■ Dataset entries ■
* * *

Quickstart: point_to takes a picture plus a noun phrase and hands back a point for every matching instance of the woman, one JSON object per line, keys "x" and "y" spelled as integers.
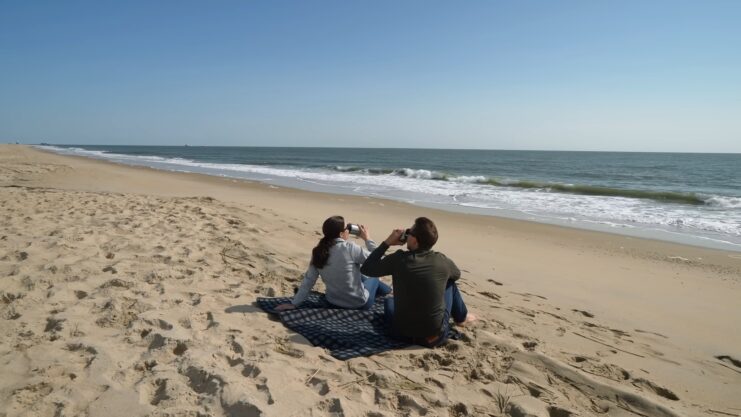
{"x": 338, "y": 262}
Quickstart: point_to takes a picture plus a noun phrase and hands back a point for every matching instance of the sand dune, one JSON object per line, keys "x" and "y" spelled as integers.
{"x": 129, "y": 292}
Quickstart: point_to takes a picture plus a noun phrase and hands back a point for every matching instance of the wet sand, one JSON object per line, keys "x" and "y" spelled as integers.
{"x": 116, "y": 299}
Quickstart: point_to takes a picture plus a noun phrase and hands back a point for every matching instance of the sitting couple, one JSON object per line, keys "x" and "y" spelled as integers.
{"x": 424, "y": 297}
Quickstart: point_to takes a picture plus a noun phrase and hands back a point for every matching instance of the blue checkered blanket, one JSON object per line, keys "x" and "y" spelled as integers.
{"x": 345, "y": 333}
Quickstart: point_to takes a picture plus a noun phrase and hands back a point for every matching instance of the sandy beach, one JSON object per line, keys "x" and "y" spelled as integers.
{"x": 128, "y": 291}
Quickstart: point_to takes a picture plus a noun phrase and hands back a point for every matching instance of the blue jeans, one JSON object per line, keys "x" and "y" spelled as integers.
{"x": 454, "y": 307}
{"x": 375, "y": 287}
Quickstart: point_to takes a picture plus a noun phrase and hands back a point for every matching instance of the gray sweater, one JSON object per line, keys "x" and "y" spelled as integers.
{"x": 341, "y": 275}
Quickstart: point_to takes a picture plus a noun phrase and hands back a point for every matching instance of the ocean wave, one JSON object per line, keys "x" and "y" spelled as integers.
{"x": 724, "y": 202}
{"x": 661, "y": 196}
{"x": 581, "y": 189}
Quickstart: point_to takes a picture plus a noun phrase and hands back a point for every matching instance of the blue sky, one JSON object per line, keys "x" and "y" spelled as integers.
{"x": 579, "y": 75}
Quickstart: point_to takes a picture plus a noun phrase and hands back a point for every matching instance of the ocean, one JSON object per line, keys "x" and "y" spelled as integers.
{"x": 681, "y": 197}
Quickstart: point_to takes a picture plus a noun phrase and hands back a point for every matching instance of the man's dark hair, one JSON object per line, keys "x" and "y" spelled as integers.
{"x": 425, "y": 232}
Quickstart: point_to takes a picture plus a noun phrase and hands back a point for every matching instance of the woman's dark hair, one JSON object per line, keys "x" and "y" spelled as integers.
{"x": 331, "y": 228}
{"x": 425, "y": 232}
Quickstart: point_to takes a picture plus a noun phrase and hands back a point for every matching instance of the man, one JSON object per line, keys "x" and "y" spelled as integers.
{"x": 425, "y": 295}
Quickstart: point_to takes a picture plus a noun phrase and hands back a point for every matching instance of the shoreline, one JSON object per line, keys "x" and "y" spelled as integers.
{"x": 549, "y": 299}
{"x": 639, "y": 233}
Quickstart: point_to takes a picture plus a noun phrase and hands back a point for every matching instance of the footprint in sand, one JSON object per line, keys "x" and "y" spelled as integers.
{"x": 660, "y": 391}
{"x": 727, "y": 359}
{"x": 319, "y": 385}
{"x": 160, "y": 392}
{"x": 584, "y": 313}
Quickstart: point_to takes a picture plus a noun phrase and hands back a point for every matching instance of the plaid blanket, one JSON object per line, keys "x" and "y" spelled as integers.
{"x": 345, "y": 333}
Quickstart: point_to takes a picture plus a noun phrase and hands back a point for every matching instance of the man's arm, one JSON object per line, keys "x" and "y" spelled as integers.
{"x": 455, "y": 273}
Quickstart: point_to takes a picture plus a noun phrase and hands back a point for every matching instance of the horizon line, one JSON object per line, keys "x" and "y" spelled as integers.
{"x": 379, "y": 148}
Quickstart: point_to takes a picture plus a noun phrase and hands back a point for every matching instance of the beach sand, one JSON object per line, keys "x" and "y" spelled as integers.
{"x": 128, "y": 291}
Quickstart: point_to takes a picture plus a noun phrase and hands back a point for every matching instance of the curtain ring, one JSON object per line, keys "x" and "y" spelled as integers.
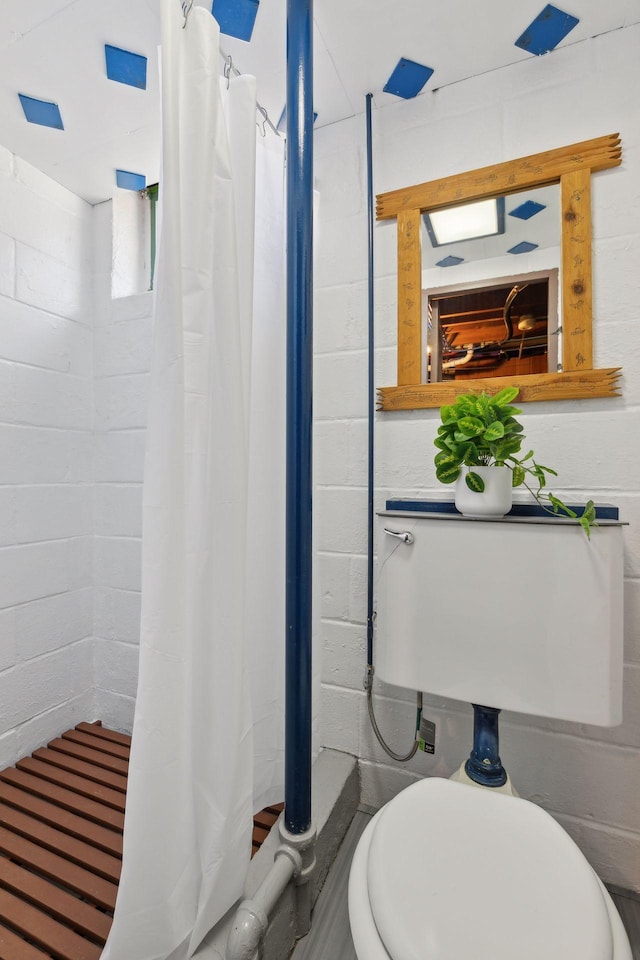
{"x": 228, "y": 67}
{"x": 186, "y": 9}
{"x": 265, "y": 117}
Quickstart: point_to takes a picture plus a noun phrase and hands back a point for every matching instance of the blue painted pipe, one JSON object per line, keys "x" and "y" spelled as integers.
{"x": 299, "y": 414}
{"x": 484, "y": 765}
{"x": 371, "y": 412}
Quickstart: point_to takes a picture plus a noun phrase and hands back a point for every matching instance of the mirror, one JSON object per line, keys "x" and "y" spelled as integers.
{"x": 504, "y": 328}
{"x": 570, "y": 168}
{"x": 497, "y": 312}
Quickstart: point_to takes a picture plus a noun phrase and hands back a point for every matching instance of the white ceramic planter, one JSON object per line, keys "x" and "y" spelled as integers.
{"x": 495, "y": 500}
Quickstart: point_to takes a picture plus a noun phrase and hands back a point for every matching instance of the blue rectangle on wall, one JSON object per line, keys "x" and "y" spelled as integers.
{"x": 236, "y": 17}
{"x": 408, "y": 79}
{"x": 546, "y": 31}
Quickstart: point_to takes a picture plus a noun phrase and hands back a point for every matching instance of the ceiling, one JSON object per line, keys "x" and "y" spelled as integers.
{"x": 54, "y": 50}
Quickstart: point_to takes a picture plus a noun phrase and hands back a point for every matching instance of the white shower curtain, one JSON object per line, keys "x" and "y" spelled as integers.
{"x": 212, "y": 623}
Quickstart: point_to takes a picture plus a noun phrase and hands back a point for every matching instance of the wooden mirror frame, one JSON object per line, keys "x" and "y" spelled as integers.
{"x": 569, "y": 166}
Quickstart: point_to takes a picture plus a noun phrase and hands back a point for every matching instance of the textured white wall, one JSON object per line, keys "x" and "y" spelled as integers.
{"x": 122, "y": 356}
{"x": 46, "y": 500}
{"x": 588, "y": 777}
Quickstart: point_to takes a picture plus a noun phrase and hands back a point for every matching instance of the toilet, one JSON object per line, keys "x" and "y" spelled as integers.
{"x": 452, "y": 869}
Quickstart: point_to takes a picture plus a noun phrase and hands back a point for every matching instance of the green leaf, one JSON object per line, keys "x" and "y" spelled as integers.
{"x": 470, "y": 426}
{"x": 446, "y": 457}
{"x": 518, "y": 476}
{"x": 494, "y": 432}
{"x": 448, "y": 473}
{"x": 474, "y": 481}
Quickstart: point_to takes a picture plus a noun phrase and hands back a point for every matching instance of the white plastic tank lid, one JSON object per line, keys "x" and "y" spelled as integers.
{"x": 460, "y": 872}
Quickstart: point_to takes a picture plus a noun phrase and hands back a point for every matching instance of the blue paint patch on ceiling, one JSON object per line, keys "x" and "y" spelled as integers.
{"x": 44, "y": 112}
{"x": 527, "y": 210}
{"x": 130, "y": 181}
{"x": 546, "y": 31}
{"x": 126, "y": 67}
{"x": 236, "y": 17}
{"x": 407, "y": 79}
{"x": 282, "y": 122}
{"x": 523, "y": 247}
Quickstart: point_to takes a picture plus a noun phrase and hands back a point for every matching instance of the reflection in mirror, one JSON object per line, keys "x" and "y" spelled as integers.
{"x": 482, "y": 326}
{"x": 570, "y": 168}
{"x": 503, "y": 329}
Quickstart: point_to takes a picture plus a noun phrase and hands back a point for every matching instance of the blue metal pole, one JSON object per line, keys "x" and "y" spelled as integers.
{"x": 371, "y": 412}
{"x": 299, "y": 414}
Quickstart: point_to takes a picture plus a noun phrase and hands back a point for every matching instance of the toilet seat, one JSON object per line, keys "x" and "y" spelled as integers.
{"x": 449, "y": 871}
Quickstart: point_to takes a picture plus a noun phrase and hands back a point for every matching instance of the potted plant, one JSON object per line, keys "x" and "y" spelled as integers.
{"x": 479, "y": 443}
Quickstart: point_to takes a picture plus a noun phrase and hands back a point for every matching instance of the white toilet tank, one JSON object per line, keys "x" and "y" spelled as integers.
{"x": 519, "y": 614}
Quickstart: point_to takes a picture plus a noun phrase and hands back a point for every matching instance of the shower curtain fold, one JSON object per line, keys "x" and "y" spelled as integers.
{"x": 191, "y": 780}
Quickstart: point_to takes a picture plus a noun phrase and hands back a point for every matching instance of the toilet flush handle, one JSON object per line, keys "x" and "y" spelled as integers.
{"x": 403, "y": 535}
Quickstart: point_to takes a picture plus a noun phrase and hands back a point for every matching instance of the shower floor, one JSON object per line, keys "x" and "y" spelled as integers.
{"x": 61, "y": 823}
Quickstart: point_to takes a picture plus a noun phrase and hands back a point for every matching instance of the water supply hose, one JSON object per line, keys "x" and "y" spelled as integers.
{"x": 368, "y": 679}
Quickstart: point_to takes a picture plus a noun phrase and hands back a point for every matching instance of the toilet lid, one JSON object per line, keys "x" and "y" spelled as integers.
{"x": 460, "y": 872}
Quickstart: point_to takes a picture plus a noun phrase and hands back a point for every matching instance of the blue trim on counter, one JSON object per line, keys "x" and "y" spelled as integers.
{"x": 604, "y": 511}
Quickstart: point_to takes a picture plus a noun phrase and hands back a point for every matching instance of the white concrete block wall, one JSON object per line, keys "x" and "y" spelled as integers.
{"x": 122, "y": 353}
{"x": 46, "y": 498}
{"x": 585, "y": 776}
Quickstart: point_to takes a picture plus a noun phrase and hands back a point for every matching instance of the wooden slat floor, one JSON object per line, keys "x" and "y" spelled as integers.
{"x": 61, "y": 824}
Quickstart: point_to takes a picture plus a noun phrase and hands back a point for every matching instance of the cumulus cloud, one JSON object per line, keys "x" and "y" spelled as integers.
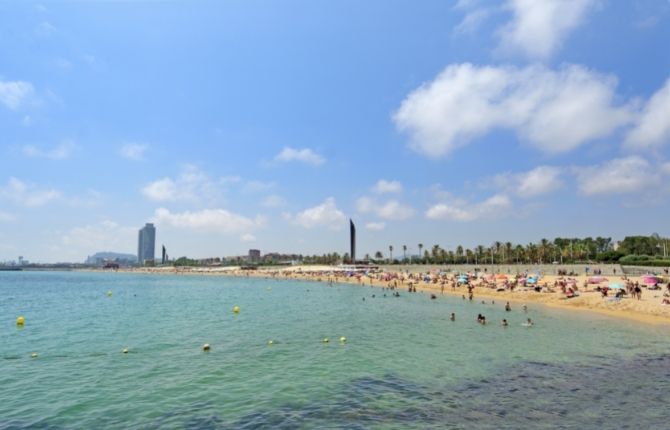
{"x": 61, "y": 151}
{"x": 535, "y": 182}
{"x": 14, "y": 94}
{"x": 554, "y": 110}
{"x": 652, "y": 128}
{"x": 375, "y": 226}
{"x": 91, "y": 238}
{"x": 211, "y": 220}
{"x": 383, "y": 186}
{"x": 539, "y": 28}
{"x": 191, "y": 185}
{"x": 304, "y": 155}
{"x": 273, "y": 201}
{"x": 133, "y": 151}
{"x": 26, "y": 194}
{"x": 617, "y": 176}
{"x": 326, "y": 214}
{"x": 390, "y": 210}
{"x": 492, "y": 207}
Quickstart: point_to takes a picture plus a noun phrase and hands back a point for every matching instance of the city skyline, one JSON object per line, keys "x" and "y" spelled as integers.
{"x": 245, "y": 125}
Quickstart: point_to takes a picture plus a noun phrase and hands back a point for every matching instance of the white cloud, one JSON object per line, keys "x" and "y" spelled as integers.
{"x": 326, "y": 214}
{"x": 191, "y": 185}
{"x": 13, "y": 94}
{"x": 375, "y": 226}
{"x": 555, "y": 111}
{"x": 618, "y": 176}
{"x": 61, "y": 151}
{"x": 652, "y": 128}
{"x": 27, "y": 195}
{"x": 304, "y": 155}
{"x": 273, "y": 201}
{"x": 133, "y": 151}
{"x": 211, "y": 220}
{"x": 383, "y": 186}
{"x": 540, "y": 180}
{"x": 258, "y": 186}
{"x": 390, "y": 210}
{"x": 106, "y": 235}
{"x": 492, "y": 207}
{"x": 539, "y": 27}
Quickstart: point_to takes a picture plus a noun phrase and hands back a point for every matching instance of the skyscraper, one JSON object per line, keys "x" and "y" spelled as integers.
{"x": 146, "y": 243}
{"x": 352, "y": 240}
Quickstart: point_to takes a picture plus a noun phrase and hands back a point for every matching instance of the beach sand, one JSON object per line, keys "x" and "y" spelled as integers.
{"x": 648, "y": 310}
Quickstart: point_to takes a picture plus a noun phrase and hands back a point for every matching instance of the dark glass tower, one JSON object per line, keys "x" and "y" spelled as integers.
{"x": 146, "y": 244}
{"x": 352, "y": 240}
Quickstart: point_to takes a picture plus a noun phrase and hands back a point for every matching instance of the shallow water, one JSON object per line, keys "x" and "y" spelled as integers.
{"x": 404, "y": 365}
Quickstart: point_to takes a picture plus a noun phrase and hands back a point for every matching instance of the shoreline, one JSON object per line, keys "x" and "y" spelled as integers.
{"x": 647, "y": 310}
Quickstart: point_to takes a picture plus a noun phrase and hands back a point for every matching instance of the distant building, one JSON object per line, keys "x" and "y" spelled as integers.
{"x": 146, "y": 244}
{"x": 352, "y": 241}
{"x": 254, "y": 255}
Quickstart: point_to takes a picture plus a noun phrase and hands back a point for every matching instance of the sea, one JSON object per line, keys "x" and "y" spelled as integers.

* * *

■ Exercise prompt ■
Copy the rows from the line containing "of the shallow" through the last row, putting "coastline" in place of "shoreline" and leaving everything else as it is.

■ Answer to the problem ■
Quickstart: point_to takes a picture plus a noun phrase and hands back a point for every matching instance of the shallow water, one JSON object per line, keys "x" and "y" spelled as integers.
{"x": 404, "y": 365}
Quickstart: point_to takes a picture plus a noun phrase and hands back a point for every matching instance of the coastline, one JSON object per line, keys "x" and "y" spelled as integers.
{"x": 647, "y": 310}
Quickstart: point_to takes a picture plus a noun phrase and hands back a point for every matching instance of the distant building, one JSON object per line, keys "x" and "y" spelled as integers.
{"x": 146, "y": 244}
{"x": 352, "y": 241}
{"x": 254, "y": 255}
Quickstart: point_to takes a picture plus a noun phrase and hands back a point for every matching instance of the sea, one JSON object per line, keys "x" and "y" spelled as integers.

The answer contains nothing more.